▶ **Extrait à lire**
Les Livres Virtuels
Index Les enfants de la PRINCESS AUGUSTA




REVENONS AU BAN DE LA ROCHE




LE FANTOME AU GRAND CHAPEAU

       Un fantôme à grand chapeau
       (reconstitution raisonnablement vraisemblable compte-tenu des données généalogiques et ethnologiques disponibles).

       Nous sommes à Rothau, Ban de la Roche, en 1714 ou un peu avant.

       Rothau voit arriver un personnage d’importance: il s’agit de Jean-Georges WIEDEMANN (21), le nouveau forgeron que le pasteur RÜGER a fait venir du Val de Munster. Cette petite région était à peu près indépendante avant le rattachement à la France. C’est pourquoi elle regrette le passé; sa population manifeste son sentiment anti-français par les moyens à sa portée, et ils sont vestimentaires.

▶ **Lignes fournies**
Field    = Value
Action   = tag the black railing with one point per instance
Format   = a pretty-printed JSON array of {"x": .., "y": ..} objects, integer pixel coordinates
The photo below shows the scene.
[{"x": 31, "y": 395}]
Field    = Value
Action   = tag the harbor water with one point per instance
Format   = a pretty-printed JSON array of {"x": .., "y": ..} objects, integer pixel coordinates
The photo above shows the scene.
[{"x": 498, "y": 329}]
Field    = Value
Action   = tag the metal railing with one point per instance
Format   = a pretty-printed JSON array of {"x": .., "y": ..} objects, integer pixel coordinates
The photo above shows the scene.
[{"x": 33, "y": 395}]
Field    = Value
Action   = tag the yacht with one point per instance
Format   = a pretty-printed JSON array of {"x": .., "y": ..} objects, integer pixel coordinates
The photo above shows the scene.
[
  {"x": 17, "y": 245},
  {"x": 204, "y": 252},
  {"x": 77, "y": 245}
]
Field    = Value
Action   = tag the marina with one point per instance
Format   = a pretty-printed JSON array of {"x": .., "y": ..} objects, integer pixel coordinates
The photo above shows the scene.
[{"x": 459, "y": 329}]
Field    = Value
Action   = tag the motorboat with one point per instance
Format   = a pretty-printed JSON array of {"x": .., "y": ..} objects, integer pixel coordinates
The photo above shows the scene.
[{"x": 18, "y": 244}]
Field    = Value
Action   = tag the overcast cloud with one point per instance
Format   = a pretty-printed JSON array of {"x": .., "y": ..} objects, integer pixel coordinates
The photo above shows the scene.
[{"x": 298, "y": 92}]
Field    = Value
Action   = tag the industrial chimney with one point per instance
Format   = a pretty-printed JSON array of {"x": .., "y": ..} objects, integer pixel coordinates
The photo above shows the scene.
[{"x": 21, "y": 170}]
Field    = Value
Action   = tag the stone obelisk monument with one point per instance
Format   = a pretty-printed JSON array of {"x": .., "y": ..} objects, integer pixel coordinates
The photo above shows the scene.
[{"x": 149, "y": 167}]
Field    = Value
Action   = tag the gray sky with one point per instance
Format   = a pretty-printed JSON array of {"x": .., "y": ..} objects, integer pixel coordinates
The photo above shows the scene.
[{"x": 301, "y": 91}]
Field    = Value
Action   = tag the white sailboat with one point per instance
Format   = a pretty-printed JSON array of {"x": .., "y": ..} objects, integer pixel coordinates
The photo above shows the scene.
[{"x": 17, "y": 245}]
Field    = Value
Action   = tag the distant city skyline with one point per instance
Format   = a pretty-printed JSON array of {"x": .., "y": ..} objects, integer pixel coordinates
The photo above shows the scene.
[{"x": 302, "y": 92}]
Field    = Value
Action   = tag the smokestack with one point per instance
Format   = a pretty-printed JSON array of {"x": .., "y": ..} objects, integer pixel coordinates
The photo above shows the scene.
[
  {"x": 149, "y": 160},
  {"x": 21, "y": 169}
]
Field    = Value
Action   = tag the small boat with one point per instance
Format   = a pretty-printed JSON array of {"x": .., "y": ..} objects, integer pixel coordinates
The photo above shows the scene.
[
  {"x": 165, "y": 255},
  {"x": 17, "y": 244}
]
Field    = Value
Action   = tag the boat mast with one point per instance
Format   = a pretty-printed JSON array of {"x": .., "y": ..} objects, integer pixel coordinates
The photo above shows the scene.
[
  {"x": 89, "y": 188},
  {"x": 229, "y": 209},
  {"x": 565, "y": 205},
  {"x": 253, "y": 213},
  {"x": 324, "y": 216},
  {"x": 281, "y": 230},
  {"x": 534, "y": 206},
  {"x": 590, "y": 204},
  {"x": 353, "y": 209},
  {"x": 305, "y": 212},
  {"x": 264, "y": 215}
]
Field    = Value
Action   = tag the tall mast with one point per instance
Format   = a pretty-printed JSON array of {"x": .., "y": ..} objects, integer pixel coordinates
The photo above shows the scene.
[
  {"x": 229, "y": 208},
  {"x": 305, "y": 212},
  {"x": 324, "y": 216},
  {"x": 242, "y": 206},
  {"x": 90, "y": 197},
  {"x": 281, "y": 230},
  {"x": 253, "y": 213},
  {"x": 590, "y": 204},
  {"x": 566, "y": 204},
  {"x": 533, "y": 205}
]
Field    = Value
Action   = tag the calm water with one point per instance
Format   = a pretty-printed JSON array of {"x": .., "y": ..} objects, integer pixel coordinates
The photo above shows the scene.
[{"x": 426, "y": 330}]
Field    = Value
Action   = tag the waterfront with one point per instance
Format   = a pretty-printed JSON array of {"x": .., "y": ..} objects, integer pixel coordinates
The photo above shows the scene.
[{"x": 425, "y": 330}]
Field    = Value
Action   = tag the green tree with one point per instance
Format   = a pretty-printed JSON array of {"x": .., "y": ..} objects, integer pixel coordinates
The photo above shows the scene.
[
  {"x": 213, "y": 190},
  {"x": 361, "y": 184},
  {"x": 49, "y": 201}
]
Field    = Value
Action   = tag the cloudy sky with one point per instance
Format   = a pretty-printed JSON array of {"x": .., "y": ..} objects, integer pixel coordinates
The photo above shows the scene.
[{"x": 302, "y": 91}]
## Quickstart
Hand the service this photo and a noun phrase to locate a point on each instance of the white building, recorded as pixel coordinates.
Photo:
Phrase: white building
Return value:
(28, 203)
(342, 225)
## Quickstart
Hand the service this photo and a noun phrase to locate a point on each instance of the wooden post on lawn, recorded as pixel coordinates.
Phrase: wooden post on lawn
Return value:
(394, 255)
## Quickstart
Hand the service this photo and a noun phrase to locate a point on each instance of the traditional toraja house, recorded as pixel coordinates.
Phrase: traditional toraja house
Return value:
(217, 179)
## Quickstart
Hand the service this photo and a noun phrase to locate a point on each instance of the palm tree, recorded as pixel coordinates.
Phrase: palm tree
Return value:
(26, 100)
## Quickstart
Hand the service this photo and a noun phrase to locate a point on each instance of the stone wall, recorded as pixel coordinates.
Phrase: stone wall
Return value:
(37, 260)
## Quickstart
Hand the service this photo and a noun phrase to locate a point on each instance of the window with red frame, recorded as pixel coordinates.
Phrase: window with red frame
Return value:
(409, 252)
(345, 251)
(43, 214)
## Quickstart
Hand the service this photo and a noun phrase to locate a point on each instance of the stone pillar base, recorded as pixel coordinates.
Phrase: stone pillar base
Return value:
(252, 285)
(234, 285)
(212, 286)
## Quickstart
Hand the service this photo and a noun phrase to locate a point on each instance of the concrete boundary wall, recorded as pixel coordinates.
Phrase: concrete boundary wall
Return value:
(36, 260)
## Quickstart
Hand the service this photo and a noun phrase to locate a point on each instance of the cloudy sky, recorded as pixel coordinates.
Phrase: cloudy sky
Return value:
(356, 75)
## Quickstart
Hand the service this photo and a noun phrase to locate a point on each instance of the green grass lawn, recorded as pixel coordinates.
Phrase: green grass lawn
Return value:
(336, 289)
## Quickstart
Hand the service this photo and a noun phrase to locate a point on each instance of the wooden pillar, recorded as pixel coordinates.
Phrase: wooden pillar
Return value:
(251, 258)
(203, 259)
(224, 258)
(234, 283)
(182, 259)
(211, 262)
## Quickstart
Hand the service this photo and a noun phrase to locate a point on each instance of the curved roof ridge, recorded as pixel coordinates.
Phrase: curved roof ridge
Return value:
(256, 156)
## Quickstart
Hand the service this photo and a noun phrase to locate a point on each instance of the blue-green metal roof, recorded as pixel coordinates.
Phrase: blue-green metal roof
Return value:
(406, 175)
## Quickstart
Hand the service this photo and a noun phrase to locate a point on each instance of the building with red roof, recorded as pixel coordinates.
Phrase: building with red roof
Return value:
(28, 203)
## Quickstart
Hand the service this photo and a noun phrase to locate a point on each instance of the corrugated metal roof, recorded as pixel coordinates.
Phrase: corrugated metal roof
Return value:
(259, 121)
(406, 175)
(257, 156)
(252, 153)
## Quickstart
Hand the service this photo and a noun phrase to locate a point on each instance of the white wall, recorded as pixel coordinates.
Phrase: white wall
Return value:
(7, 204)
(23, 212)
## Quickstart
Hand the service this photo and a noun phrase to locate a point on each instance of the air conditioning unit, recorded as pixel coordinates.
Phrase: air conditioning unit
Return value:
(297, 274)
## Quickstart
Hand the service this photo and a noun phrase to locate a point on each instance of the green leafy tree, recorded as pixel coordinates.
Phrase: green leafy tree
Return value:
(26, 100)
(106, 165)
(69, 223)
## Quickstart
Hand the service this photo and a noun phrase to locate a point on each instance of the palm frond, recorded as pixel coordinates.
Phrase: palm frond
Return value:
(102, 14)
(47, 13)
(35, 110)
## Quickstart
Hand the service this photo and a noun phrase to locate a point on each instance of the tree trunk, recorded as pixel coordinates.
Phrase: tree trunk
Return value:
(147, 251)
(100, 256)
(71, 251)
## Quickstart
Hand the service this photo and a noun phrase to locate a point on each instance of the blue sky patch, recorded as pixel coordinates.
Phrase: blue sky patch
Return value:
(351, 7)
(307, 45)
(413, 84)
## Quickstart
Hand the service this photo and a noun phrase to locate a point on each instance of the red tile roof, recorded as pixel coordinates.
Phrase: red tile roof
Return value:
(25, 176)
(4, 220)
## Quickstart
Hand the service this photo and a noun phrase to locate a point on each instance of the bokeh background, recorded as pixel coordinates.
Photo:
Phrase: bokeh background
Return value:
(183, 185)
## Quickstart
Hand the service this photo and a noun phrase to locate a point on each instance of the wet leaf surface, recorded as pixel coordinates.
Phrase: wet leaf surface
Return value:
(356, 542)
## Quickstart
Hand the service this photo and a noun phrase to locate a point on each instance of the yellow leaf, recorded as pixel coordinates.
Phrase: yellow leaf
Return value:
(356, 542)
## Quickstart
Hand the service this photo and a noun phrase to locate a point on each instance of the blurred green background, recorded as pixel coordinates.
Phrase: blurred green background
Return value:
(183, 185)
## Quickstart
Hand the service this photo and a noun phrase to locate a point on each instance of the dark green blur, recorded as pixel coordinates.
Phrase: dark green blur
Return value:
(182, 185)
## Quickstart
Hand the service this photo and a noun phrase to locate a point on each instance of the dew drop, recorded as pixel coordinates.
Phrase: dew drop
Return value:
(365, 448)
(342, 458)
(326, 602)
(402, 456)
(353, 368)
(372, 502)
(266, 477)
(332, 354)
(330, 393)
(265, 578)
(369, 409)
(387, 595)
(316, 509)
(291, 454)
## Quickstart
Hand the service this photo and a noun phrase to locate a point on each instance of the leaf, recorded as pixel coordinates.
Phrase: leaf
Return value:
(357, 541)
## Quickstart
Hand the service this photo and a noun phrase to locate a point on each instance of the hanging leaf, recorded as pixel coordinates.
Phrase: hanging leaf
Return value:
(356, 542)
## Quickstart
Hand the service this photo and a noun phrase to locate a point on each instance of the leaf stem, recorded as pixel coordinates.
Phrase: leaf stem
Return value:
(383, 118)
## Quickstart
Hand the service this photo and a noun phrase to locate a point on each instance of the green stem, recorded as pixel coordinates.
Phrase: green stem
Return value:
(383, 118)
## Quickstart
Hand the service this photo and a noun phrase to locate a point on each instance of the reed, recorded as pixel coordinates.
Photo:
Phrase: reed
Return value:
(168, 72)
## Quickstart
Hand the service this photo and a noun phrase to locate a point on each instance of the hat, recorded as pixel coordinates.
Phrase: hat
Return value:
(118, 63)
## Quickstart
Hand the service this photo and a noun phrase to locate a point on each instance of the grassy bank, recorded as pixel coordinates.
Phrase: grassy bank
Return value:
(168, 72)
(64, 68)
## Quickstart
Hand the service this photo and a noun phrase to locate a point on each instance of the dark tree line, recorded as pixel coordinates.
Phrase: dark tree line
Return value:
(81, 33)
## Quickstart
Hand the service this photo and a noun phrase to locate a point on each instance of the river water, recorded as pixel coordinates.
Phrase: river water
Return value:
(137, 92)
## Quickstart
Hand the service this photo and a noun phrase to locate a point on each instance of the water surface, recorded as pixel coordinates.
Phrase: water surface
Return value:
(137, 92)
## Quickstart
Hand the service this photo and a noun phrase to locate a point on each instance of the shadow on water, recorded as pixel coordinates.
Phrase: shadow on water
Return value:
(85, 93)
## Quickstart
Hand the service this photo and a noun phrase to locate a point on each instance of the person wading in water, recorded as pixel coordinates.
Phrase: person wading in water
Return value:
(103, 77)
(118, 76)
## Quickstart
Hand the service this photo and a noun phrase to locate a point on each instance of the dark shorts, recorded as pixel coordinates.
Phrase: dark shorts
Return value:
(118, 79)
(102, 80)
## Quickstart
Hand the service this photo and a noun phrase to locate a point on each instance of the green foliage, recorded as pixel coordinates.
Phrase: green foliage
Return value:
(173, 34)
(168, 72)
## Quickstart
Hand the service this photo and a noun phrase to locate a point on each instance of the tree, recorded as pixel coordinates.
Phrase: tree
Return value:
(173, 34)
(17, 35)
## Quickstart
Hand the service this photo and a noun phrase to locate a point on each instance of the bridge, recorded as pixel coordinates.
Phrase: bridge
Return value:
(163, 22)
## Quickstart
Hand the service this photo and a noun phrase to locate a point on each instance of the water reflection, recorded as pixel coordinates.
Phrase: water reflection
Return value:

▶ **Consignes**
- 1) Relevez chacun des noms de lieux cités dans l'extrait à lire.
- 2) Prolongez le récit sur l'arrivée du forgeron à Rothau en enchaînant sur sa dernière phrase.

▶ **Réponses attendues**
- 1) Rothau, Ban de la Roche, Val de Munster, France

- 2)
       En effet, comme tout le monde le sait: la France c’est Paris, et Paris, c’est la mode. En conséquence, à l’époque qui nous intéresse, les habitants du Val de Munster considèrent comme un devoir patriotique de refuser de suivre la mode. Etre en retard sur la mode de moins de cent ans, c’est quasiment de la haute trahison. Les gens de Munster se reconnaissent donc à leur habillement datant du siècle précédent, et au grand chapeau dont ils sont affublés.

       Les descendants de la famille WIEDEMANN, dont je suis, doivent donc visualiser ainsi l’arrivée à Rothau de leur ancêtre fondateur Jean-Georges: une sorte de Rip van Winkle paraissant s’être échappé d’un autre siècle par quelque couloir du temps.

       Nul doute que ce fantôme à grand chapeau n’est pas passé inaperçu.

       Cela dit, si les habitants de Rothau, jugeant sur la mine, ont pris ce drôle de Hans (22) pour une andouille, ils ont eu grand tort. C’est le fils du prévôt de Soultzeren, et le descendant d’un pasteur de première importance.

       Jean-Georges n’est pas simplement forgeron. Il est maître-maréchal. Nuance. Il a été reçu comme leur pair par les maîtres de sa guilde. Avant cela, il a circulé de ville en ville pour parfaire son art. Il a ainsi appris beaucoup de choses, et pas seulement sur l’art de la forge... Il en dit ce qu’il veut à qui il veut...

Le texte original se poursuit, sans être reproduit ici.